▸ **WHAT IS EXPECTED**
Read the data and repeat all of it exactly.

Referring expression pointing data:
########################################

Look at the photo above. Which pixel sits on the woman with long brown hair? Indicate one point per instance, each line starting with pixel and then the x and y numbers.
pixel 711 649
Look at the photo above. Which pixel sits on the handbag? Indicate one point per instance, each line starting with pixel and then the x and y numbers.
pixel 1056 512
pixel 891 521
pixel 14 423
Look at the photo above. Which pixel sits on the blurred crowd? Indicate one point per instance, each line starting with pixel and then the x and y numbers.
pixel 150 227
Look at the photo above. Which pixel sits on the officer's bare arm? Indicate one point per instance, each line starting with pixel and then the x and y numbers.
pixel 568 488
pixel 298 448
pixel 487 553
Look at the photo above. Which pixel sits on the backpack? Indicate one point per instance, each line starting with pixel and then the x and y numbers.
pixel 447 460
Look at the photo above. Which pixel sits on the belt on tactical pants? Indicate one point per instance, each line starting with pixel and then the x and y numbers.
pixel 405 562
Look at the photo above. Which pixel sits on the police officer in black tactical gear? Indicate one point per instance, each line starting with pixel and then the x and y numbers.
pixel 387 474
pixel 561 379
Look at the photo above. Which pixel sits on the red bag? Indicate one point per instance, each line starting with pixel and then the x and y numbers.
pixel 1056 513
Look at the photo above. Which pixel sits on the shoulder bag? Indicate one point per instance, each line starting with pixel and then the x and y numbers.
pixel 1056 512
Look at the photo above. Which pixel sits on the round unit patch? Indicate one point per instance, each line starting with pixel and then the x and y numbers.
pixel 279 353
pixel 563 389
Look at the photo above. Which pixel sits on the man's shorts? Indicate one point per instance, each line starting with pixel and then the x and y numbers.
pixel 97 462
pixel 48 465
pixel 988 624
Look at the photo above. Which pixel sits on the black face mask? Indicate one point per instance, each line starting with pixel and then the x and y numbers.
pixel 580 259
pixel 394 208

########################################

▸ **EXERCISE OUTPUT**
Look at the photo above. Which pixel sits on the woman with long brown hair? Indicate one point per instance, each line starting with pixel and then the x and y numbers.
pixel 711 649
Look at the photo above. Which pixel sits on the handbag? Indicate one point per instance, each line starting with pixel and then the x and y numbers.
pixel 1056 512
pixel 891 521
pixel 14 423
Look at the photo above. Which pixel sits on the blurred crowd? Indicate one point per instance, each line starting with pixel and then the x and y numbers.
pixel 150 227
Look at the photo above. Which pixel sits on the officer's bare arm? Indicate one point per instance, each line starting with pixel and then the x and y numbers.
pixel 568 488
pixel 298 448
pixel 487 553
Look at the photo above. Which pixel sits on the backpack? Indicate one point per instance, each line starting with pixel and then the x and y numbers.
pixel 447 460
Look at the photo above. Which pixel sits on the belt on tactical pants? Indicate one point per instance, each line starting with pixel and then the x and y numbers.
pixel 405 562
Look at the photo above. Which pixel sits on the police officer in black tactical gear? Indicate one point per instance, each line starting with pixel and then the x and y numbers.
pixel 387 474
pixel 561 379
Look at the photo above. Which pixel sits on the red bag? Indicate one point per instance, each line starting with pixel and then the x and y numbers.
pixel 1056 513
Look at the photo above. Which pixel sits on the shoulder bag? Indicate one point per instance, each line starting with pixel and then the x and y numbers.
pixel 1056 512
Look at the photo above. Which pixel sits on the round unit patch? Indicate one point per instance, each line starting with pixel and then the x and y numbers.
pixel 279 353
pixel 563 389
Look at the photo above. Which pixel sits on the man's shorts? Indicate one point per instance, each line starting with pixel and then the x and y numbers.
pixel 97 462
pixel 48 465
pixel 988 624
Look at the photo above. Which pixel sits on the black face mask? Indicate one point per instance, each line starting with pixel and then the x and y numbers.
pixel 580 259
pixel 394 208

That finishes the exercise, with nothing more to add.